# [Set problem]
Please print exactly the lines running from the one that contains "If you could annotate the leafy" to the end of the data, with both lines included.

# [Data excerpts]
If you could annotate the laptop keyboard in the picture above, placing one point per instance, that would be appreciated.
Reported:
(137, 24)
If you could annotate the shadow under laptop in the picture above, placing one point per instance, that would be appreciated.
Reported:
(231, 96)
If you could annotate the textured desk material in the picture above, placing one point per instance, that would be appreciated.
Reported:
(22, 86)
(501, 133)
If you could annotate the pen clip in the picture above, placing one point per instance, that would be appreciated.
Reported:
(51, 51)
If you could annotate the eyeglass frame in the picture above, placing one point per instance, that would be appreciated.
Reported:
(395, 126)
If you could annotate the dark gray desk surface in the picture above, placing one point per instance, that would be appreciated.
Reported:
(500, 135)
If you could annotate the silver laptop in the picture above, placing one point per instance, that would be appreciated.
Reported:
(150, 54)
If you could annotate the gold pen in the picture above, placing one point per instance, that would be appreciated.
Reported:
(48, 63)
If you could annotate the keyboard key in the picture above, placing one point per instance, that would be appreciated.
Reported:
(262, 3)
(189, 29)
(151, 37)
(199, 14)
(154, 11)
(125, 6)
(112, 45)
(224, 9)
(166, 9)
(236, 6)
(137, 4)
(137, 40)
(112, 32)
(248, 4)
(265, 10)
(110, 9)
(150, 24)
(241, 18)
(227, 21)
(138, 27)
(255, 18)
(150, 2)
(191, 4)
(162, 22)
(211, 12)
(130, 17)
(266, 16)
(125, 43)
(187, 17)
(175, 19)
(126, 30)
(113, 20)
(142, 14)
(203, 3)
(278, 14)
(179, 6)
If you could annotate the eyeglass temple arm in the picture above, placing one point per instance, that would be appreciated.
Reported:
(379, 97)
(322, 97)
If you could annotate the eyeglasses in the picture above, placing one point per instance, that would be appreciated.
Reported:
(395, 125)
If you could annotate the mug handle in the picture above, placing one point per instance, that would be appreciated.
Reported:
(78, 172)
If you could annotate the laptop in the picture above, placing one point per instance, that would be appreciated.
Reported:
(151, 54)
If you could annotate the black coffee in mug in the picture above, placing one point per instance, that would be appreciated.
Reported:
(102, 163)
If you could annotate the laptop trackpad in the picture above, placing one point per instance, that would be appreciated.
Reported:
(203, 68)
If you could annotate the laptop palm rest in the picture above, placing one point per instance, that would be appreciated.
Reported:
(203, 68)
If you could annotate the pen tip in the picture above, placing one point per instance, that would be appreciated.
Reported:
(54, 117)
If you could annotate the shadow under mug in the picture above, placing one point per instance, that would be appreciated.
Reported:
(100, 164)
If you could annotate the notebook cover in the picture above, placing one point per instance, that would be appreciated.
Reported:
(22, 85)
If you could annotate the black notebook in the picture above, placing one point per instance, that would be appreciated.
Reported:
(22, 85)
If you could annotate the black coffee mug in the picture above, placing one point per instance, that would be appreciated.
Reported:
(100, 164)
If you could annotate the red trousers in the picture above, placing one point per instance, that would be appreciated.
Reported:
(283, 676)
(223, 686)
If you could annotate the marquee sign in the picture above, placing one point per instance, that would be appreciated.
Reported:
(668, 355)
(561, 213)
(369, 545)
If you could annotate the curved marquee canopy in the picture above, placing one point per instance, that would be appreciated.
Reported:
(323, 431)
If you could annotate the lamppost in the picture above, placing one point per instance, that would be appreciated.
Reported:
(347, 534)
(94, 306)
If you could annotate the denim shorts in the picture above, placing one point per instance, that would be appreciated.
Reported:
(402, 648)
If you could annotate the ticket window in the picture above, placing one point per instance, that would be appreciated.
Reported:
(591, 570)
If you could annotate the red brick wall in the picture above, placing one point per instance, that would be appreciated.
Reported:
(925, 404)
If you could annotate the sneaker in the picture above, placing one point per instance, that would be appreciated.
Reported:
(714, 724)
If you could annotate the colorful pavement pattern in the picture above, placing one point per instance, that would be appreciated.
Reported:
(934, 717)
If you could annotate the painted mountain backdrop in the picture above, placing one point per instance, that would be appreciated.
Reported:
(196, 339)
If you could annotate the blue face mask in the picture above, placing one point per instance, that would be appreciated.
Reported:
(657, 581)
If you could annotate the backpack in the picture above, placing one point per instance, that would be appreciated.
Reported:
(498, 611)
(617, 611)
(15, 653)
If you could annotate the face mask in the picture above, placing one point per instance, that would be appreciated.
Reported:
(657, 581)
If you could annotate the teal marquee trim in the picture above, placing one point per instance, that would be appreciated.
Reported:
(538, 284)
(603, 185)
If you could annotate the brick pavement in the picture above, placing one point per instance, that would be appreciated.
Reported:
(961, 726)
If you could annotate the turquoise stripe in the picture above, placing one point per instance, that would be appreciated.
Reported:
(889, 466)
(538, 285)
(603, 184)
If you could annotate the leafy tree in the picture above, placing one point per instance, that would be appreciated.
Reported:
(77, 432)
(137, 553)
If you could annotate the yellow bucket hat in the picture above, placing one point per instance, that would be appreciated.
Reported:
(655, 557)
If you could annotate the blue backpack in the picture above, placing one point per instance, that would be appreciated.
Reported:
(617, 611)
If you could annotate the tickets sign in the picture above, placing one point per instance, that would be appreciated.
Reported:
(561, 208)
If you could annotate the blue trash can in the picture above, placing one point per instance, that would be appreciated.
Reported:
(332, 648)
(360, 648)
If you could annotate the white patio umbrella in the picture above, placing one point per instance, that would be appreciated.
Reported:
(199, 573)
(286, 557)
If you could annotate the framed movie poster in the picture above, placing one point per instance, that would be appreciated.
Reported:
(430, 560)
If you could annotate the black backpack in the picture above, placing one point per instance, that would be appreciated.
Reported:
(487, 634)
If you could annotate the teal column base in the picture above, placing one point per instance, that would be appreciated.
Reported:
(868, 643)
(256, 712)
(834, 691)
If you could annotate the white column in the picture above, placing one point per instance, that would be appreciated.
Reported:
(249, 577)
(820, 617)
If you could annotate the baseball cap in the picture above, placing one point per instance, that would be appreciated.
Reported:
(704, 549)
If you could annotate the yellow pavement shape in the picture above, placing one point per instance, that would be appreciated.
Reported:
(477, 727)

# [Solution to this problem]
If you could annotate the leafy tree in the picture above, placing one point per instance, that would be appreciated.
Reported:
(77, 432)
(137, 553)
If you could annotate the yellow bucket hat in the picture above, placing one point per instance, that would be appreciated.
Reported:
(655, 557)
If you could annotate the blue backpack in the picture above, placing one point per instance, that would be appreciated.
Reported:
(617, 611)
If you could annotate the tickets sign in the picture above, placing one point per instance, that would be appreciated.
Reported:
(561, 208)
If you could annotate the blue trash can in the picture above, placing one point per instance, that would be appreciated.
Reported:
(332, 648)
(360, 648)
If you could annotate the white patio umbrella in the picture above, placing one point per instance, that would be appreciated.
Reported:
(199, 573)
(286, 557)
If you could annotate the framed movie poster in the picture above, placing one point per instance, that would be appreciated.
Reported:
(430, 560)
If you could annotate the black backpack in the picture above, placing one point per instance, that would be appreciated.
Reported:
(487, 634)
If you could annotate the teal column base in the picture above, placing one point per instance, that would be appreciated.
Reported:
(868, 643)
(256, 712)
(834, 691)
If you could annotate the white column in the picture above, placing one point per instance, that would be appreciated.
Reported:
(249, 577)
(820, 617)
If you could annotate the baseball cap in the picture above, placing one point per instance, that would be appreciated.
Reported:
(704, 549)
If you could annotate the yellow pavement shape in the picture above, placing one point per instance, that would be appreciated.
Reported:
(477, 727)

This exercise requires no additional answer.